Stored entries:
□ □ □

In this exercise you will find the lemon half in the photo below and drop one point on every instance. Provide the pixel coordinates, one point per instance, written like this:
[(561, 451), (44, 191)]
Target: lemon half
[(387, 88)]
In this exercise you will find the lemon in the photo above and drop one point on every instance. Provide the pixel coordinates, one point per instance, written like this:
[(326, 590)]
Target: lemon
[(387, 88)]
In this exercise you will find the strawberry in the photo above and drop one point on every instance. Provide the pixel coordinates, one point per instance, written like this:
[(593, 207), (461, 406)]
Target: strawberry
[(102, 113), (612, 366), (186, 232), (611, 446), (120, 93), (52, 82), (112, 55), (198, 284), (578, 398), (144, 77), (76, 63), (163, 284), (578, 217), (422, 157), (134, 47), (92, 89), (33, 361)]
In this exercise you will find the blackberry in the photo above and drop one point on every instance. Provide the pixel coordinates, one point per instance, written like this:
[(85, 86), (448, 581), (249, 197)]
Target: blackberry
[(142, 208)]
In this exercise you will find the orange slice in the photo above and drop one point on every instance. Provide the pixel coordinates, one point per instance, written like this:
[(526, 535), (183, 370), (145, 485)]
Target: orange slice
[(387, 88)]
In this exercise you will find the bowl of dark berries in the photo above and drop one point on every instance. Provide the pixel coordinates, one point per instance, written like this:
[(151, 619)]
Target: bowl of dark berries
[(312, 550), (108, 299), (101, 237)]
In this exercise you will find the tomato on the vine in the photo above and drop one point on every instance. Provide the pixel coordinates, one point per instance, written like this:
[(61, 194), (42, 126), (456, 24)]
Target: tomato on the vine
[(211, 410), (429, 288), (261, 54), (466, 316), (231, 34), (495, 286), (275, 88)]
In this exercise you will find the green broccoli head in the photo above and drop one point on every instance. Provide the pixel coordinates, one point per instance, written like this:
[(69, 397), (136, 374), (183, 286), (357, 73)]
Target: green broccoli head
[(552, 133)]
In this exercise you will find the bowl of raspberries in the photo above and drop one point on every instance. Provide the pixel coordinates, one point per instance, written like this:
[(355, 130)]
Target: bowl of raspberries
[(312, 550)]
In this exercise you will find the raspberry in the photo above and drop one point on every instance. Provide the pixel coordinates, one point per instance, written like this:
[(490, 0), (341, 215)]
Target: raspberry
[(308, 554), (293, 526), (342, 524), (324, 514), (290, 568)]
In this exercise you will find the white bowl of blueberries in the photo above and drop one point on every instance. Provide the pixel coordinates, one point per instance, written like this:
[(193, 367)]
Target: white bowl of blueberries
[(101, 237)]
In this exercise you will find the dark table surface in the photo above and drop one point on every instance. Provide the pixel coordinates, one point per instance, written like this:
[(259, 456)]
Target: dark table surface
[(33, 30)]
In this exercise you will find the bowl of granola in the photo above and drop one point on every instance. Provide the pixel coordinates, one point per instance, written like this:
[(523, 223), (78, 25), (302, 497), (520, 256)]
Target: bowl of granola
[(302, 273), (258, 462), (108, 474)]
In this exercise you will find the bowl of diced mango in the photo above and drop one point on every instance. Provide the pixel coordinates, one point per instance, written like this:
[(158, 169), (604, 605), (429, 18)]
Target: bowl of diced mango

□ □ □

### Task directions
Copy the lines above, swapping every "drop" for "place" and leaving everything else unchanged.

### Exercise solution
In this exercise you will find the lemon half in the photo below and place one point on every instance. Provide the pixel coordinates, one point per instance, written like this:
[(561, 451), (44, 191)]
Target: lemon half
[(387, 88)]
In this exercise you will find the lemon in the photo above and place one point on every instance. Provide the pixel coordinates, one point per instance, written like this:
[(326, 590)]
Target: lemon
[(387, 88)]
In this exercise you will find the strawberry in the photo above and place one point on every instance. Provide the pixel coordinates, one point per instance, written like this:
[(593, 207), (461, 406)]
Target: strawberry
[(102, 113), (612, 366), (186, 232), (611, 446), (120, 93), (52, 82), (112, 55), (198, 284), (578, 398), (144, 77), (76, 63), (163, 284), (578, 217), (422, 157), (134, 47), (92, 89), (33, 361)]
In this exercise you will find the blackberry in the photo above and place one point on every instance. Provide the pixel coordinates, one point per instance, written like this:
[(85, 86), (448, 581), (249, 197)]
Target: blackberry
[(142, 208)]
In this exercise you will find the orange slice in the photo above and place one point on every instance. Provide the pixel coordinates, one point per instance, written like this:
[(526, 535), (183, 370), (145, 485)]
Target: orange slice
[(387, 88)]
In this exercise you will find the bowl of dark berries in the photo above and place one point on every instance. Provide the pixel coordinates, one point per instance, written like this:
[(151, 619)]
Target: bowl of dark berries
[(312, 550), (108, 299), (101, 237)]
In this exercise you will find the tomato on the vine in the photo above and place one point on every instance. Provide the pixel coordinates, one point per instance, written like this:
[(61, 194), (42, 126), (456, 24)]
Target: tomato on the vine
[(211, 410), (429, 288), (261, 54), (466, 316), (231, 34), (495, 286), (275, 88)]
In this exercise you will find the green broccoli head in the photo above and place one point on every instance. Provide the pixel coordinates, one point per instance, written like this:
[(69, 397), (136, 374), (183, 286), (357, 73)]
Target: green broccoli head
[(552, 133)]
In this exercise you will find the bowl of raspberries in the photo above and place one point on every instance. Provide the pixel coordinates, one point per instance, written like this:
[(355, 130)]
Target: bowl of raspberries
[(312, 550)]
In this exercise you will find the raspberry in the photo above and place one point on every instance. Provide the pixel coordinates, one point per instance, written like this:
[(490, 0), (341, 215)]
Target: raspberry
[(308, 554), (293, 526), (342, 524), (324, 514), (290, 568)]
In this exercise you will find the white bowl of blueberries in the photo above and place one point on every instance. Provide the pixel coordinates, one point per instance, written like this:
[(193, 367)]
Target: white bowl of blueberries
[(101, 237)]
In this exercise you will find the dark table surface in the photo above and place one point on every instance. Provide the pixel coordinates, one point per instance, written like this:
[(259, 456)]
Target: dark table surface
[(33, 30)]
In this exercise you will find the bowl of granola in the photo above and place one point on every instance. Provide the pixel coordinates, one point per instance, written like this:
[(523, 223), (78, 25), (302, 497), (520, 256)]
Target: bowl of granola
[(302, 273), (258, 462), (108, 474)]
In this exercise you will find the bowl of diced mango in the photo above and place one point on every instance. Provide the pixel coordinates, one point per instance, written like this:
[(158, 169), (604, 605), (429, 18)]
Target: bowl of diced mango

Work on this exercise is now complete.